▶ _Exercise requirements_
Count the lines in the records below that contain the word "field". Reply with the number alone.

Location identification entries
[start]

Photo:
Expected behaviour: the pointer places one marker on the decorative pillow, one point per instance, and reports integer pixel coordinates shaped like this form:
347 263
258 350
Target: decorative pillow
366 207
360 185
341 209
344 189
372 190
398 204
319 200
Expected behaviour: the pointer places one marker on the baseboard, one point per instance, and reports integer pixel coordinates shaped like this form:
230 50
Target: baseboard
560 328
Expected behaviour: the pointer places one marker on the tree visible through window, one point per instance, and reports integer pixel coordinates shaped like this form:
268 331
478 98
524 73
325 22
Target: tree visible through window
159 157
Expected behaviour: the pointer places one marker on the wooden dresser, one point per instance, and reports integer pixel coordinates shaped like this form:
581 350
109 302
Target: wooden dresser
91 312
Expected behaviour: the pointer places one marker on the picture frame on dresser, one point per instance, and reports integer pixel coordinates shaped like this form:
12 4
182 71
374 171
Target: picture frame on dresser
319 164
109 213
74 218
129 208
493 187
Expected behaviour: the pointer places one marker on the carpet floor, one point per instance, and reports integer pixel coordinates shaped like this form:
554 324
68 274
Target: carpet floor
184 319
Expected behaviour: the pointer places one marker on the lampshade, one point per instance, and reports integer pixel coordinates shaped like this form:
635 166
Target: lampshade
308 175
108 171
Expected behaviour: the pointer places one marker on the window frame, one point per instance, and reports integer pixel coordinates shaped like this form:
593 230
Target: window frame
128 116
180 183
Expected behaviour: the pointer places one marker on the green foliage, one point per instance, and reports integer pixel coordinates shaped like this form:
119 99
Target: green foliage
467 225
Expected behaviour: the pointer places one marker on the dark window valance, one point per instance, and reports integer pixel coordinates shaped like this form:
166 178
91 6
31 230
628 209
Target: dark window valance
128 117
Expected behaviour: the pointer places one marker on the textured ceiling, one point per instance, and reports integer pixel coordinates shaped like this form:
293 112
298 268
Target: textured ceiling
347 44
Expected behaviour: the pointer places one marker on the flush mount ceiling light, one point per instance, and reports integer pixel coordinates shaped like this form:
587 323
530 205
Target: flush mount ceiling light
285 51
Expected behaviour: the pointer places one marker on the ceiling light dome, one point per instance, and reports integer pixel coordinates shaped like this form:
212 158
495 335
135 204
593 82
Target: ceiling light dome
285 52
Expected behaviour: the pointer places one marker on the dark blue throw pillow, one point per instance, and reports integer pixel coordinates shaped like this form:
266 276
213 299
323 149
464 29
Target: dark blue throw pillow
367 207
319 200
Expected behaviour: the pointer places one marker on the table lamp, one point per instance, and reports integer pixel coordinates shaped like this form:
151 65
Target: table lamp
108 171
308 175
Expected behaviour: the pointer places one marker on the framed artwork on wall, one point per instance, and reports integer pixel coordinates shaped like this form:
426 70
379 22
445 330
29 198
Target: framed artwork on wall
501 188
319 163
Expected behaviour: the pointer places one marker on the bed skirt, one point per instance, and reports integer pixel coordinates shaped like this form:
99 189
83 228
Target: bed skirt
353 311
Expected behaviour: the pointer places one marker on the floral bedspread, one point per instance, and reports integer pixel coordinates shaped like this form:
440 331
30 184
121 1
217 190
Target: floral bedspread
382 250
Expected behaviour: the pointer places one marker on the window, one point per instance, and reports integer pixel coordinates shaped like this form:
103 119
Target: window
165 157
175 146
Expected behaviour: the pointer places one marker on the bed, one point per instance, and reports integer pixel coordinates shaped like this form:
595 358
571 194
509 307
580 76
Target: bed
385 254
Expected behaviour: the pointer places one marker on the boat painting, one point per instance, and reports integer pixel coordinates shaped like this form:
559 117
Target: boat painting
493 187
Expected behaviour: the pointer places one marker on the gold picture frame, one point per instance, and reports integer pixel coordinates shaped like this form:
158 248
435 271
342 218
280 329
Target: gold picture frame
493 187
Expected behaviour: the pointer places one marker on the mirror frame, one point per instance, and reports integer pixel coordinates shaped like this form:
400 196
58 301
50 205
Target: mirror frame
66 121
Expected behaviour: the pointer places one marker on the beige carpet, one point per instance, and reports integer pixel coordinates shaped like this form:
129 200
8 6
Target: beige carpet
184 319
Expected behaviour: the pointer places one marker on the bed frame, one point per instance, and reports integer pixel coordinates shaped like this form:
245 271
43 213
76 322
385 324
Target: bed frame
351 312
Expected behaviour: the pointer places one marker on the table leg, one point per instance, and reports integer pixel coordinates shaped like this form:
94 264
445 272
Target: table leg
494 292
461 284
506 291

[end]
[start]

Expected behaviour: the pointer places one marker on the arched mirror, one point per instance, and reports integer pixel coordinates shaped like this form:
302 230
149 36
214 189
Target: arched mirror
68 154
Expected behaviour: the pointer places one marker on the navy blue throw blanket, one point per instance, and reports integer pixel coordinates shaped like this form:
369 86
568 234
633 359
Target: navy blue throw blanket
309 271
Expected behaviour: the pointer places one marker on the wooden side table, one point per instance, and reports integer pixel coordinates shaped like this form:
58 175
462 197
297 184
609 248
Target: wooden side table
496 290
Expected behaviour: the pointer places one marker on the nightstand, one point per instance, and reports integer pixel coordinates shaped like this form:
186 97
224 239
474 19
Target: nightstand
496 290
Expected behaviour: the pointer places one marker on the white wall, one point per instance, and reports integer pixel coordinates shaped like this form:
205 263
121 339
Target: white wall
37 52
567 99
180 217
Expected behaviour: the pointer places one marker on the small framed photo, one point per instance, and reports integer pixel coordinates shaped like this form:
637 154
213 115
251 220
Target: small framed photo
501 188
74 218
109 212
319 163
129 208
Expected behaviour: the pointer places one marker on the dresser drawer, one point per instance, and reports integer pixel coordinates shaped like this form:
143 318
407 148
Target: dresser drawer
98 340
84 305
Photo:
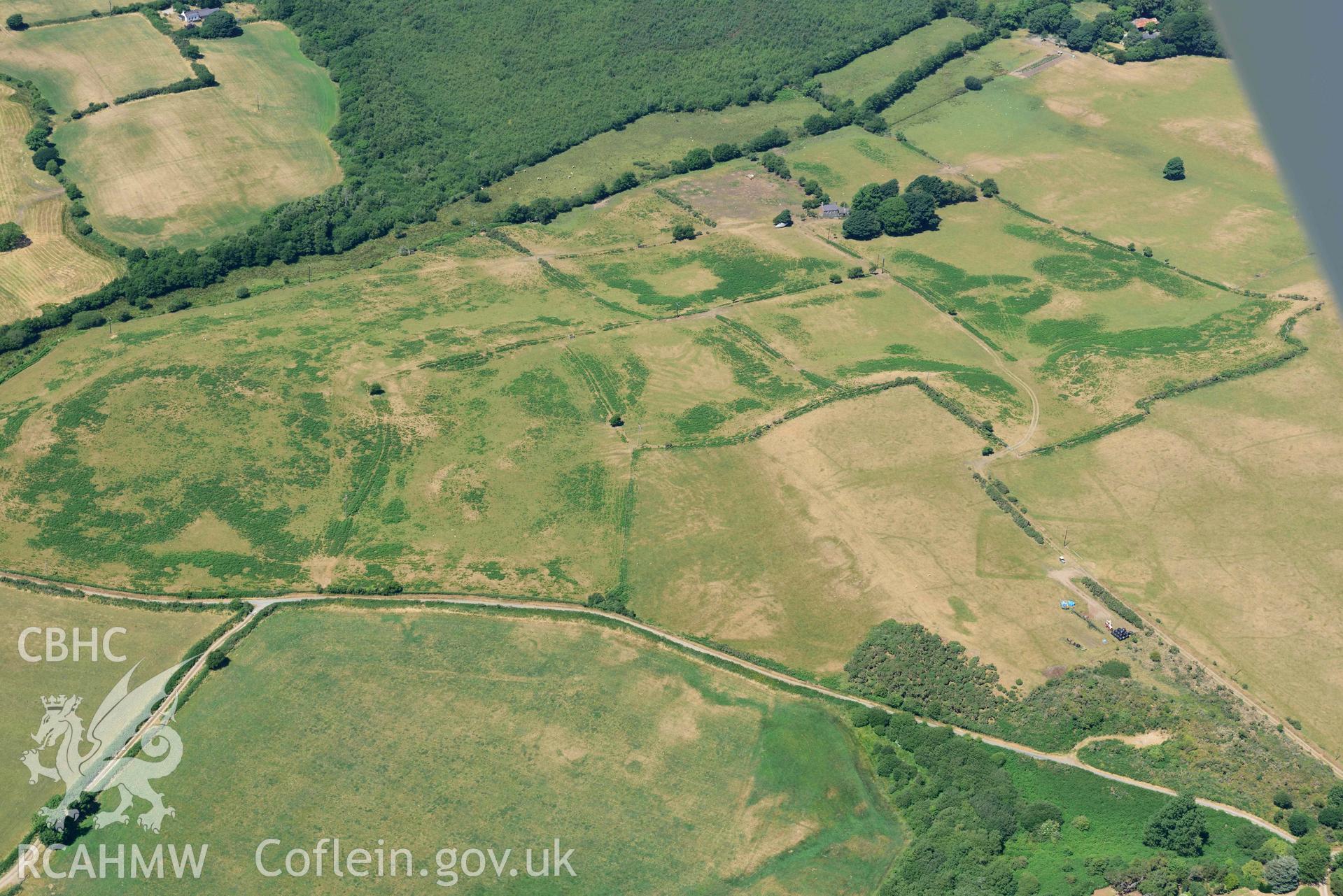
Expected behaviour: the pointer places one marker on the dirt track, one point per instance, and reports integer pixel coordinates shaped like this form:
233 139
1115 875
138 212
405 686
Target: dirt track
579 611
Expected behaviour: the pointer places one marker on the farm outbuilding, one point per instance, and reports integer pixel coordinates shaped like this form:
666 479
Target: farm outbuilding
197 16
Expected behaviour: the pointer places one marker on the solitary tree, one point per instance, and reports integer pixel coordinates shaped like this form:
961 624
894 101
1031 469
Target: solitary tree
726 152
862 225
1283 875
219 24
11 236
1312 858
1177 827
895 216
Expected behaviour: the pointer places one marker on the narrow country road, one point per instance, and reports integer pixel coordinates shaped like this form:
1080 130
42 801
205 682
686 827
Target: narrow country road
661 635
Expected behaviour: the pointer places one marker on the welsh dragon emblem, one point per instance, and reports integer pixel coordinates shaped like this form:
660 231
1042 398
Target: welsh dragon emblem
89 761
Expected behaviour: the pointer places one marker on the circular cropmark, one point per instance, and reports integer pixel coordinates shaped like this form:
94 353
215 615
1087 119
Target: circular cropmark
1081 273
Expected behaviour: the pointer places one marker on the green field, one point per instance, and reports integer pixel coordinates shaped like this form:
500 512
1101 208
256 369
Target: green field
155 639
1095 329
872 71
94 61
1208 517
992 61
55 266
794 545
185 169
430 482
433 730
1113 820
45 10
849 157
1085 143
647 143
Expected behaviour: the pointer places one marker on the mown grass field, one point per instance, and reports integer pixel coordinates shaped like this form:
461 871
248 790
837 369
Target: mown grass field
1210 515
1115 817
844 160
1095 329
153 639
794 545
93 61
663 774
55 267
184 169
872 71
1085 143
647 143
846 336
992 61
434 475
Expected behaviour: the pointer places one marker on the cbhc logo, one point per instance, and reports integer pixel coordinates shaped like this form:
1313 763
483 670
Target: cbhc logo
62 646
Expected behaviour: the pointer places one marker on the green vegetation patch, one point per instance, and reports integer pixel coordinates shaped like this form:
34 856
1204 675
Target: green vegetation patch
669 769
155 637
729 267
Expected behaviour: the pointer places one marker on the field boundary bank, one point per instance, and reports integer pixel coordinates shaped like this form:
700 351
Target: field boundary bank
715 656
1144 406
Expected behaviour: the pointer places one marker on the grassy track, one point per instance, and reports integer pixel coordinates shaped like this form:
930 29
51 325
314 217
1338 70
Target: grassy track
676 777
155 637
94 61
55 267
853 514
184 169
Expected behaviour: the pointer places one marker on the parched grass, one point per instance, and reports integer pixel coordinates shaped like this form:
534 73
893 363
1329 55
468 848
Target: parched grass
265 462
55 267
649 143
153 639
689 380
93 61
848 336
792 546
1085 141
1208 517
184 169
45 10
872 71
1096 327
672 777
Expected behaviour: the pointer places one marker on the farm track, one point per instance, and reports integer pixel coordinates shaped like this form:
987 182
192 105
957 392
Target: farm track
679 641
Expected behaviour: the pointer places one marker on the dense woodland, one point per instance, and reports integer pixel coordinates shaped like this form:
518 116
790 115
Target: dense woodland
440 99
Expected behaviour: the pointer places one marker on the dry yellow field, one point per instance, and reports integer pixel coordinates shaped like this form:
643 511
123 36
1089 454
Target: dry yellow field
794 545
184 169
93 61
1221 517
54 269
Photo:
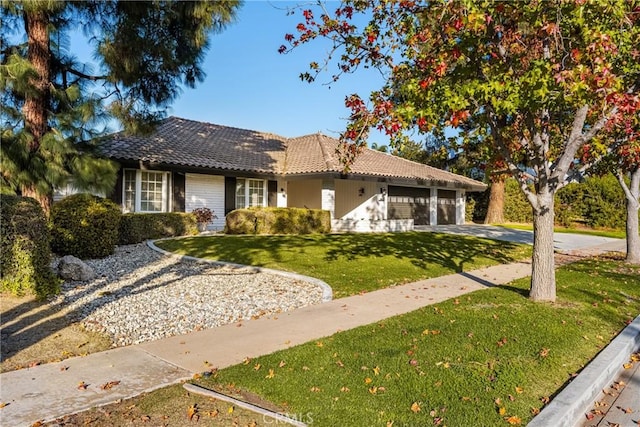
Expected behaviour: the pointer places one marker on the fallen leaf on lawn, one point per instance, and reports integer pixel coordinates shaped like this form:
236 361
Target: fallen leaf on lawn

[end]

▶ _Result_
8